⟨

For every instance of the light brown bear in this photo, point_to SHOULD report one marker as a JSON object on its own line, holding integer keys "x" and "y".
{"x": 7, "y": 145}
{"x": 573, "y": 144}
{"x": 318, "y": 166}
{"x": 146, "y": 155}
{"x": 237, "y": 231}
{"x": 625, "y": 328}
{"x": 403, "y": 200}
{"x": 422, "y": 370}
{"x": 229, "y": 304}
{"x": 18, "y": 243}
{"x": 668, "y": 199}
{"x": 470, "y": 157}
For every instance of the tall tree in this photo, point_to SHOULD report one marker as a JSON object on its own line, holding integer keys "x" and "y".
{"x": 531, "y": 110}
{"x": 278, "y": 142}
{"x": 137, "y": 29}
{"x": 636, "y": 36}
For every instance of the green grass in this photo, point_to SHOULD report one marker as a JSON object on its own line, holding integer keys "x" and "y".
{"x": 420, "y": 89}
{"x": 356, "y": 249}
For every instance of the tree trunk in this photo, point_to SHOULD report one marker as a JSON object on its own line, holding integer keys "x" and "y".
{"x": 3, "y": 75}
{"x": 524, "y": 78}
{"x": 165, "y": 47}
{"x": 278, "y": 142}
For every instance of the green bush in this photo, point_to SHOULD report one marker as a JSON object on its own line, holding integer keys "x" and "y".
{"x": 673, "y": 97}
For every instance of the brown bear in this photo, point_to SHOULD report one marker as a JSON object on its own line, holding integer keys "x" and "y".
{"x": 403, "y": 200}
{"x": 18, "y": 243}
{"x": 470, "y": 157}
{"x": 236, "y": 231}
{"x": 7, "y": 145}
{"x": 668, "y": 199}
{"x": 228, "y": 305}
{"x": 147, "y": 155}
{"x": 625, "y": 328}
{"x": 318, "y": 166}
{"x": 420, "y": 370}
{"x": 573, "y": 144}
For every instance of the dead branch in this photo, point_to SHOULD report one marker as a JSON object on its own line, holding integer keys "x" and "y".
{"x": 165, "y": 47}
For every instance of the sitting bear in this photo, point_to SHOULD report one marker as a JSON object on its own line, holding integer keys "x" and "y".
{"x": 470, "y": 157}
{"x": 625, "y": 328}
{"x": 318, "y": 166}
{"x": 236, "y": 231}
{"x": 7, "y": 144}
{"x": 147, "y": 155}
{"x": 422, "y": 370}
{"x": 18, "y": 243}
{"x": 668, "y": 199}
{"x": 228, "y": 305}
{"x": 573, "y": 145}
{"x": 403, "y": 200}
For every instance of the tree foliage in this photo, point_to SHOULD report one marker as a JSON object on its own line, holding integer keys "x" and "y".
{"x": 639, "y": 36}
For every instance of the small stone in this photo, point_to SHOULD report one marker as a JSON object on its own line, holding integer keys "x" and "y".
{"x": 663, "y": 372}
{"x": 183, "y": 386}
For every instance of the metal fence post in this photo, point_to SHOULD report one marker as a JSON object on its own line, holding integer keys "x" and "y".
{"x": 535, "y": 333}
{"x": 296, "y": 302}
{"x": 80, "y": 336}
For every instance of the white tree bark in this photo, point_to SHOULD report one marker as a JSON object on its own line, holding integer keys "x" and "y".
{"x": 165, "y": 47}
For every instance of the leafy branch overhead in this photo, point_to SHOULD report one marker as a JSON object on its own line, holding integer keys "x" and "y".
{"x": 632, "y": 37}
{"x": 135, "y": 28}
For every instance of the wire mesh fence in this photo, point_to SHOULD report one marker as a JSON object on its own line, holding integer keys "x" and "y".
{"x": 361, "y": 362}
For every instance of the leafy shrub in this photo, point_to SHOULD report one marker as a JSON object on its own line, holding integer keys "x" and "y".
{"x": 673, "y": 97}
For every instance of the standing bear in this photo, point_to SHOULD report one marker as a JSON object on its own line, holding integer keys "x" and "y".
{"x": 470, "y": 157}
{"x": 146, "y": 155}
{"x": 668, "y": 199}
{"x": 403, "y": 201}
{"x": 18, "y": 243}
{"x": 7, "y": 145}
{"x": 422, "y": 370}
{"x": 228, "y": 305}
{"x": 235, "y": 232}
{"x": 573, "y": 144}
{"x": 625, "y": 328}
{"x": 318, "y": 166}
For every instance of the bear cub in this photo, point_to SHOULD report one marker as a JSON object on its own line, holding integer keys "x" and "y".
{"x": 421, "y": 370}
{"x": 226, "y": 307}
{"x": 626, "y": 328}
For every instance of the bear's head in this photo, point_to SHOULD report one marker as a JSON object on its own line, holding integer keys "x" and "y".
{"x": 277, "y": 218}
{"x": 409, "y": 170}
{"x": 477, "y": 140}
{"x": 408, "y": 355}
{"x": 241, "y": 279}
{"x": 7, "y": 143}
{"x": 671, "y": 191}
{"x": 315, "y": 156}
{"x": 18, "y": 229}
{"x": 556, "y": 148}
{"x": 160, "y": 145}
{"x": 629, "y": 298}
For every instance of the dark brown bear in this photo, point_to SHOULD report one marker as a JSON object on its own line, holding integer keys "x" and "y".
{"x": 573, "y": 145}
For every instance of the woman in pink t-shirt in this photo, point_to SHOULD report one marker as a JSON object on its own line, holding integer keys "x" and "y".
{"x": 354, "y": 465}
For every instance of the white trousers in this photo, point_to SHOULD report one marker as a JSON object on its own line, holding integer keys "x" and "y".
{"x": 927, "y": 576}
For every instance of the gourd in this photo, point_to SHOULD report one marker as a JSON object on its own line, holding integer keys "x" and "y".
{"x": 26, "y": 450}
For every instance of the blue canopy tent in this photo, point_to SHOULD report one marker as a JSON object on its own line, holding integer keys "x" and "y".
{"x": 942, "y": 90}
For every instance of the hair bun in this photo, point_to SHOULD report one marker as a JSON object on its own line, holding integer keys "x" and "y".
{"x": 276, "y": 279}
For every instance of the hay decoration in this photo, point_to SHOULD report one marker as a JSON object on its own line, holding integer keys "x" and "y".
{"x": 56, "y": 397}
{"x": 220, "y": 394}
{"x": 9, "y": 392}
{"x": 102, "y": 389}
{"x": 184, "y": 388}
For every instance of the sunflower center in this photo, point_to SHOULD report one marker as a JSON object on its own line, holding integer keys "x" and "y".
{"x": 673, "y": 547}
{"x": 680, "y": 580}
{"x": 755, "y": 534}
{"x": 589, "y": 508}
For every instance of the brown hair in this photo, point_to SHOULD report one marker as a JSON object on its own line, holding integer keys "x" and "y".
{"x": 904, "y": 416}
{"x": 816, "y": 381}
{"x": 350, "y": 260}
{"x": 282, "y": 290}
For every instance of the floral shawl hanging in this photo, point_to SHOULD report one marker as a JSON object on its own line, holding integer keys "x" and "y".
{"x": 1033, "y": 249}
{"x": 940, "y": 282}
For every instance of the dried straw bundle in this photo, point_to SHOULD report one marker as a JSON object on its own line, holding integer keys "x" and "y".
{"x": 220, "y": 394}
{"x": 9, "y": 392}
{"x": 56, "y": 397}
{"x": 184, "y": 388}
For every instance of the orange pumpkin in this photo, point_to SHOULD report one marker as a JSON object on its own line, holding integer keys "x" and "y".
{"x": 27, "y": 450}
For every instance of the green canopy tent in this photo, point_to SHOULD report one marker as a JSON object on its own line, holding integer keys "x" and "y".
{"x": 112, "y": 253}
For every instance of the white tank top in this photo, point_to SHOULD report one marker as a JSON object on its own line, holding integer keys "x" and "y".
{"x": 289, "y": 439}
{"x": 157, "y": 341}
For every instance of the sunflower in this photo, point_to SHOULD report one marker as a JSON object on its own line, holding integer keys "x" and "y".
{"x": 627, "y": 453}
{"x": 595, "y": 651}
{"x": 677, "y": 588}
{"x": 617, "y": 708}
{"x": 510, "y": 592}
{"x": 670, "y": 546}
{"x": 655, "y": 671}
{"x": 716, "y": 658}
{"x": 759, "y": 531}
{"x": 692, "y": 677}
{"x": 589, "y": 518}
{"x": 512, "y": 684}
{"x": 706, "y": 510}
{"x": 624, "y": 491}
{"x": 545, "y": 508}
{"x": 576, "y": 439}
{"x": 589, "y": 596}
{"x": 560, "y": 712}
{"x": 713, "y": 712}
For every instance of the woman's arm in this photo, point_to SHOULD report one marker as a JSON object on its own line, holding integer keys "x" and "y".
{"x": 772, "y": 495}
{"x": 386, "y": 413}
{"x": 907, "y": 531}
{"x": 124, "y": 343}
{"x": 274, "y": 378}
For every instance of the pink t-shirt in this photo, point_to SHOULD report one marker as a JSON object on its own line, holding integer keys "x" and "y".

⟩

Repeat exactly the lines starting at the line with "For every instance of the floral" and ending with the final line of the entries. Include nothing else.

The reply:
For every instance of the floral shawl hanging in this photo, point_to SHOULD report one marker as a JSON object on its own line, holding integer keys "x" and "y".
{"x": 1033, "y": 249}
{"x": 940, "y": 282}
For every instance of the dried straw bundle in this photo, point_to SHOULD report one marker as a JSON object on its own line, holding integer keys "x" and "y".
{"x": 220, "y": 394}
{"x": 9, "y": 392}
{"x": 56, "y": 397}
{"x": 184, "y": 388}
For every instance of the orange pumpkin in this photo, point_to SHOULD report one marker as a JSON object on its own line, holding integer keys "x" and "y".
{"x": 27, "y": 450}
For every instance of the green canopy tent in this photo, point_to SHOULD report one marker as a JSON object on its own line, holding integer keys "x" and "y".
{"x": 112, "y": 253}
For every instance of the white tank top in this photo, point_to SHOULD report one marker as a JSON object on its own line, holding integer keys "x" and "y".
{"x": 289, "y": 439}
{"x": 157, "y": 341}
For every instance of the sunflower in this photo, point_to SHOULD report one marker as a JSON object on its own line, holding integer keys "x" and "y".
{"x": 627, "y": 453}
{"x": 595, "y": 651}
{"x": 677, "y": 588}
{"x": 617, "y": 708}
{"x": 510, "y": 592}
{"x": 670, "y": 546}
{"x": 655, "y": 671}
{"x": 716, "y": 658}
{"x": 759, "y": 531}
{"x": 692, "y": 677}
{"x": 589, "y": 518}
{"x": 512, "y": 684}
{"x": 706, "y": 510}
{"x": 624, "y": 491}
{"x": 545, "y": 508}
{"x": 576, "y": 439}
{"x": 589, "y": 596}
{"x": 560, "y": 712}
{"x": 713, "y": 712}
For every instance of the woman's arm in this photo, point_to SHOULD report one marker as a JSON object on its own line, holding integer keys "x" and "y".
{"x": 772, "y": 495}
{"x": 386, "y": 413}
{"x": 907, "y": 531}
{"x": 124, "y": 343}
{"x": 274, "y": 378}
For every instance of the pink t-shirt in this photo, point_to SHOULD report one marker as a JSON object on its own line, holding integer keys "x" and "y".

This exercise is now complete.